** start Source records **
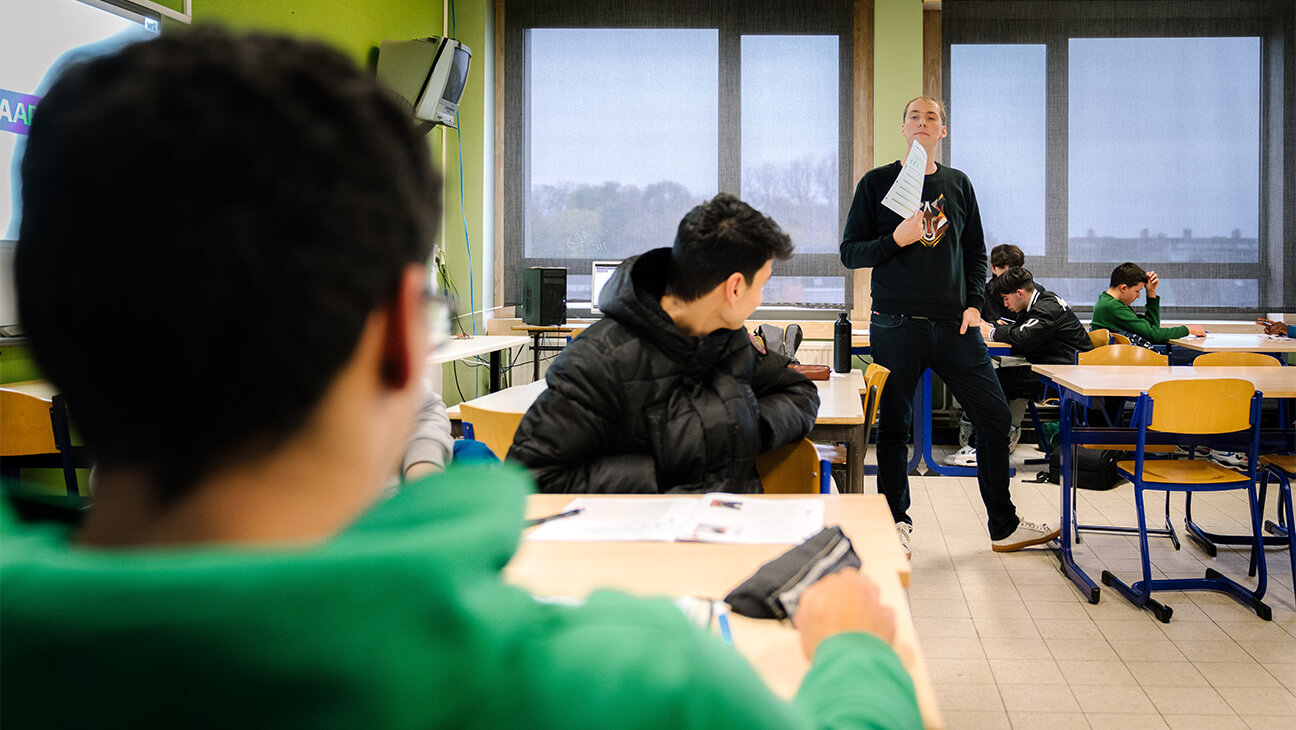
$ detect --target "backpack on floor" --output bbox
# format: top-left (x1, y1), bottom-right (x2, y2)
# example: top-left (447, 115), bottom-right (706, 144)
top-left (1036, 449), bottom-right (1122, 491)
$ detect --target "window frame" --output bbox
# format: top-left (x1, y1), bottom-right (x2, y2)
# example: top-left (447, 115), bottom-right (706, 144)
top-left (496, 0), bottom-right (855, 319)
top-left (941, 0), bottom-right (1296, 319)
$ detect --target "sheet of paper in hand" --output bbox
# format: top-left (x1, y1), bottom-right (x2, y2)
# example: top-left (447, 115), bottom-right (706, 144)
top-left (883, 141), bottom-right (927, 218)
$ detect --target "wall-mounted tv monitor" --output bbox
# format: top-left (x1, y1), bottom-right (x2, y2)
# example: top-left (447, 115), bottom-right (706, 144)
top-left (590, 261), bottom-right (621, 311)
top-left (0, 0), bottom-right (161, 332)
top-left (377, 35), bottom-right (473, 127)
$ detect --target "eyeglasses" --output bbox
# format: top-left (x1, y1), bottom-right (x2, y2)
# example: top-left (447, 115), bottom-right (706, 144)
top-left (422, 287), bottom-right (459, 353)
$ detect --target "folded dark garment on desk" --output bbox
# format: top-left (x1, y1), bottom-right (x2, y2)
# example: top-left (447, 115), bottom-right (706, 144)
top-left (724, 526), bottom-right (859, 618)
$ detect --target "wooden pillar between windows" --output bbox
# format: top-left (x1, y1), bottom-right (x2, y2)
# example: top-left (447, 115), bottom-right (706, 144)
top-left (482, 0), bottom-right (505, 322)
top-left (850, 0), bottom-right (874, 322)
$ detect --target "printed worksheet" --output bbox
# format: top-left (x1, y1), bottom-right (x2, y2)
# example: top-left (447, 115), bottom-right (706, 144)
top-left (883, 140), bottom-right (927, 218)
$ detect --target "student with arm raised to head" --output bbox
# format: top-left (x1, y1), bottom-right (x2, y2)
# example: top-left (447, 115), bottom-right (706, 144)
top-left (0, 29), bottom-right (920, 729)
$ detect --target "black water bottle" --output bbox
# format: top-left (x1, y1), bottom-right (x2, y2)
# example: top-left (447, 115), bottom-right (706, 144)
top-left (832, 312), bottom-right (850, 372)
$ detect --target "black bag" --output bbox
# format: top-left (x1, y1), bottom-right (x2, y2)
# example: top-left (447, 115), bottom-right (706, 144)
top-left (1036, 449), bottom-right (1124, 491)
top-left (724, 526), bottom-right (859, 618)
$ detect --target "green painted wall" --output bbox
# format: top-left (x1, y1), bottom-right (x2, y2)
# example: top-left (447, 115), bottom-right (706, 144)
top-left (874, 0), bottom-right (923, 166)
top-left (432, 0), bottom-right (495, 405)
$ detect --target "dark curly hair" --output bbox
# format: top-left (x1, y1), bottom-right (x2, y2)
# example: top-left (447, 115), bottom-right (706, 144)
top-left (666, 193), bottom-right (792, 302)
top-left (14, 29), bottom-right (441, 494)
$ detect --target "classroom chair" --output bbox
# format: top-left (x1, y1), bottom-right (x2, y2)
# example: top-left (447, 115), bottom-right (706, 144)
top-left (1247, 454), bottom-right (1296, 606)
top-left (1103, 379), bottom-right (1273, 624)
top-left (459, 403), bottom-right (525, 462)
top-left (815, 363), bottom-right (890, 484)
top-left (1089, 329), bottom-right (1112, 347)
top-left (756, 438), bottom-right (832, 494)
top-left (1183, 353), bottom-right (1296, 596)
top-left (1076, 345), bottom-right (1170, 366)
top-left (1072, 345), bottom-right (1181, 550)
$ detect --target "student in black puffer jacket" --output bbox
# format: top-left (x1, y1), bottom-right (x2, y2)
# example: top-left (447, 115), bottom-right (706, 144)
top-left (508, 193), bottom-right (819, 494)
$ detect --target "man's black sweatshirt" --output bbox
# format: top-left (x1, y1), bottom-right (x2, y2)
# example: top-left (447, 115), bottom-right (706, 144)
top-left (841, 161), bottom-right (986, 320)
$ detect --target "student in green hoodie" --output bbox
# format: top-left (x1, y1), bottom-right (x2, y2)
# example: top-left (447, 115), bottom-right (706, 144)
top-left (0, 30), bottom-right (920, 729)
top-left (1090, 261), bottom-right (1207, 345)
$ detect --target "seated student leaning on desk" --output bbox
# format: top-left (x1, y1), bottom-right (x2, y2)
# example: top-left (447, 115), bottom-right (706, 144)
top-left (0, 30), bottom-right (919, 730)
top-left (508, 193), bottom-right (819, 493)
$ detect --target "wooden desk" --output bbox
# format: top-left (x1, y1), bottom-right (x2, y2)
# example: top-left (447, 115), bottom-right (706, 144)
top-left (504, 494), bottom-right (943, 727)
top-left (512, 323), bottom-right (590, 380)
top-left (1032, 364), bottom-right (1296, 603)
top-left (456, 370), bottom-right (867, 493)
top-left (1170, 335), bottom-right (1296, 353)
top-left (850, 329), bottom-right (1015, 477)
top-left (428, 335), bottom-right (531, 393)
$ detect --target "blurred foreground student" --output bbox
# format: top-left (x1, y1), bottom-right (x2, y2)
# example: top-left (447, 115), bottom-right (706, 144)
top-left (0, 31), bottom-right (919, 729)
top-left (508, 193), bottom-right (819, 494)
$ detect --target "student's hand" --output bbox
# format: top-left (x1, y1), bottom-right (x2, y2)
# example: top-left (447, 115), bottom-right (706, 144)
top-left (1256, 319), bottom-right (1287, 335)
top-left (796, 569), bottom-right (896, 659)
top-left (892, 207), bottom-right (923, 248)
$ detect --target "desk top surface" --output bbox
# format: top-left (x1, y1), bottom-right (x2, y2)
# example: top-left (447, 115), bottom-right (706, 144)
top-left (504, 494), bottom-right (942, 727)
top-left (1032, 364), bottom-right (1296, 398)
top-left (428, 335), bottom-right (531, 364)
top-left (1170, 333), bottom-right (1296, 353)
top-left (465, 370), bottom-right (864, 425)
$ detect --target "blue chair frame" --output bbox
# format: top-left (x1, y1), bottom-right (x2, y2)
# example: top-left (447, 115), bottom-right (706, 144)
top-left (1103, 383), bottom-right (1273, 624)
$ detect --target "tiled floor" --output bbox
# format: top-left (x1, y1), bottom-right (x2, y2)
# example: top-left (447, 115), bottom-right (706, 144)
top-left (891, 445), bottom-right (1296, 730)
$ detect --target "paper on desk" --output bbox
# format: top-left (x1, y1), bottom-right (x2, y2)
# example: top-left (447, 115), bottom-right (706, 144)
top-left (883, 140), bottom-right (927, 218)
top-left (526, 493), bottom-right (823, 545)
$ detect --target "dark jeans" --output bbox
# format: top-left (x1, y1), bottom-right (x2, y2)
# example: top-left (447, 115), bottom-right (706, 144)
top-left (868, 312), bottom-right (1019, 539)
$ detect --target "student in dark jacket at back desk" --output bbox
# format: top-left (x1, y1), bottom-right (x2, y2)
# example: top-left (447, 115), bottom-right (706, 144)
top-left (508, 193), bottom-right (819, 493)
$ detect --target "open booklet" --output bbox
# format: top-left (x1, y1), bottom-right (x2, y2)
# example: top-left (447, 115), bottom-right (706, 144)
top-left (526, 491), bottom-right (823, 545)
top-left (883, 140), bottom-right (927, 218)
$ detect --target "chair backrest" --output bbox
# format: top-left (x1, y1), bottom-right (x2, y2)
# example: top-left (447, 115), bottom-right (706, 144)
top-left (864, 363), bottom-right (890, 424)
top-left (459, 403), bottom-right (524, 462)
top-left (1192, 353), bottom-right (1283, 367)
top-left (1147, 377), bottom-right (1256, 433)
top-left (756, 438), bottom-right (820, 494)
top-left (0, 388), bottom-right (58, 456)
top-left (1076, 345), bottom-right (1170, 366)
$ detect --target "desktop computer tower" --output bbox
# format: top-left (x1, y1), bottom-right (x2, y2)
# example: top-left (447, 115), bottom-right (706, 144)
top-left (522, 266), bottom-right (566, 325)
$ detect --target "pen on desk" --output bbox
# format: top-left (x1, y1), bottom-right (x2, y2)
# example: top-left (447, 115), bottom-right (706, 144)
top-left (715, 600), bottom-right (734, 644)
top-left (526, 507), bottom-right (584, 528)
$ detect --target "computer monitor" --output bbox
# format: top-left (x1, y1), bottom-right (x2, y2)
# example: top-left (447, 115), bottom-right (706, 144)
top-left (590, 261), bottom-right (621, 311)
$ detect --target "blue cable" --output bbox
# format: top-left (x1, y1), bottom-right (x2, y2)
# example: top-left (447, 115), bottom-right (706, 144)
top-left (450, 0), bottom-right (477, 335)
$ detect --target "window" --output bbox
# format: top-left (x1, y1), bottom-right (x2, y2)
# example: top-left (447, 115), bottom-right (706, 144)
top-left (942, 0), bottom-right (1296, 316)
top-left (500, 0), bottom-right (853, 310)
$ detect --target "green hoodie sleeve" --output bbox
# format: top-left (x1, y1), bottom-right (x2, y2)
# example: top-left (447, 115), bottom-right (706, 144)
top-left (1091, 292), bottom-right (1188, 345)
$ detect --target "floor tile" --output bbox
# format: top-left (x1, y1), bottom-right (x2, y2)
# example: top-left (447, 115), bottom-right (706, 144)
top-left (1056, 659), bottom-right (1135, 687)
top-left (999, 685), bottom-right (1078, 726)
top-left (936, 683), bottom-right (1005, 712)
top-left (1008, 712), bottom-right (1089, 730)
top-left (1143, 687), bottom-right (1236, 727)
top-left (1217, 687), bottom-right (1296, 726)
top-left (941, 708), bottom-right (1012, 730)
top-left (1125, 661), bottom-right (1207, 687)
top-left (989, 659), bottom-right (1067, 687)
top-left (1085, 712), bottom-right (1169, 730)
top-left (1070, 685), bottom-right (1156, 714)
top-left (924, 652), bottom-right (990, 687)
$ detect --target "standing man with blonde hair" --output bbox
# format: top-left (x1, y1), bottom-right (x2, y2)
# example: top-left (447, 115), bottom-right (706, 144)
top-left (841, 96), bottom-right (1059, 552)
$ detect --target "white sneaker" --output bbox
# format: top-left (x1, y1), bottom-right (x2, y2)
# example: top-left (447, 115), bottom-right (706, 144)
top-left (990, 520), bottom-right (1061, 552)
top-left (1209, 449), bottom-right (1247, 469)
top-left (945, 446), bottom-right (976, 467)
top-left (896, 523), bottom-right (914, 558)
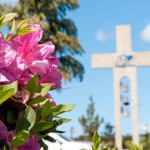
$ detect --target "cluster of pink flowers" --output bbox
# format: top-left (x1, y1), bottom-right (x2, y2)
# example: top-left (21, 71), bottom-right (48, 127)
top-left (0, 25), bottom-right (62, 88)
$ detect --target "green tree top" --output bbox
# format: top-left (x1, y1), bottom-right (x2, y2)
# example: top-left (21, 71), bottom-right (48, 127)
top-left (0, 0), bottom-right (84, 80)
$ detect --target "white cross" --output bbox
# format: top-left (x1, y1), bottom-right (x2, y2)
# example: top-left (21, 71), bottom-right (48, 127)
top-left (92, 25), bottom-right (150, 150)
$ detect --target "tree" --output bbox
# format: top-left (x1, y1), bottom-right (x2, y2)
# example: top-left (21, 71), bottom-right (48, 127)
top-left (0, 0), bottom-right (84, 81)
top-left (104, 122), bottom-right (114, 136)
top-left (79, 97), bottom-right (103, 139)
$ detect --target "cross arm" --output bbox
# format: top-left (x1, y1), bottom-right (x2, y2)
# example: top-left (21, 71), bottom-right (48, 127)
top-left (132, 52), bottom-right (150, 67)
top-left (92, 54), bottom-right (115, 68)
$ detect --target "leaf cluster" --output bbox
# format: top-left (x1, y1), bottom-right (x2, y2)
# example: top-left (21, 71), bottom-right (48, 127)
top-left (0, 74), bottom-right (74, 150)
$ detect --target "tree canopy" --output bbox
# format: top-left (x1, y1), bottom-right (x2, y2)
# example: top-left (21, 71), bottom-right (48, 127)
top-left (0, 0), bottom-right (84, 81)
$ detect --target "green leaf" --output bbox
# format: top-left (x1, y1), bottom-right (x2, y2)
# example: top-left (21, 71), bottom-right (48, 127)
top-left (27, 97), bottom-right (46, 106)
top-left (41, 84), bottom-right (52, 97)
top-left (0, 13), bottom-right (17, 28)
top-left (0, 81), bottom-right (18, 94)
top-left (17, 19), bottom-right (29, 31)
top-left (41, 100), bottom-right (52, 119)
top-left (16, 107), bottom-right (36, 133)
top-left (52, 104), bottom-right (75, 116)
top-left (0, 13), bottom-right (17, 24)
top-left (25, 74), bottom-right (38, 97)
top-left (30, 122), bottom-right (54, 134)
top-left (10, 19), bottom-right (15, 35)
top-left (0, 89), bottom-right (14, 104)
top-left (2, 143), bottom-right (9, 150)
top-left (16, 28), bottom-right (39, 36)
top-left (54, 118), bottom-right (71, 126)
top-left (11, 130), bottom-right (30, 148)
top-left (7, 110), bottom-right (17, 124)
top-left (35, 104), bottom-right (41, 122)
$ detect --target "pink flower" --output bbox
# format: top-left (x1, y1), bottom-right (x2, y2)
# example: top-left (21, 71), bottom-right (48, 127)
** end Source records **
**Exercise instructions**
Output the stretch of entries from the line containing "with arm raised" through the line containing "top-left (14, 29), bottom-right (441, 494)", both ends included, as a JSON list of strings with one string per line and blank lines omitted.

**Exercise answer**
[
  "$ detect --target \"student with arm raised to head\" --output bbox",
  "# format: top-left (x1, y1), bottom-right (x2, y2)",
  "# example: top-left (447, 115), bottom-right (706, 144)",
  "top-left (0, 29), bottom-right (920, 729)",
  "$ detect --target \"black water bottle\" --output bbox",
  "# format: top-left (x1, y1), bottom-right (x2, y2)",
  "# example: top-left (447, 115), bottom-right (706, 144)",
  "top-left (832, 312), bottom-right (850, 372)",
  "$ detect --target \"black bag\" --output bbox",
  "# format: top-left (x1, y1), bottom-right (x2, y2)",
  "# example: top-left (447, 115), bottom-right (706, 144)",
  "top-left (1036, 449), bottom-right (1124, 491)",
  "top-left (724, 526), bottom-right (859, 618)",
  "$ detect --target \"green painted wall\" --output bbox",
  "# format: top-left (x1, y1), bottom-right (x2, y2)",
  "# example: top-left (447, 115), bottom-right (706, 144)",
  "top-left (874, 0), bottom-right (923, 166)",
  "top-left (432, 0), bottom-right (495, 405)",
  "$ detect --target \"dark curly hair\" --output bbox",
  "# format: top-left (x1, y1), bottom-right (x2, y2)",
  "# example: top-left (447, 115), bottom-right (706, 144)",
  "top-left (666, 193), bottom-right (792, 302)",
  "top-left (14, 29), bottom-right (441, 494)"
]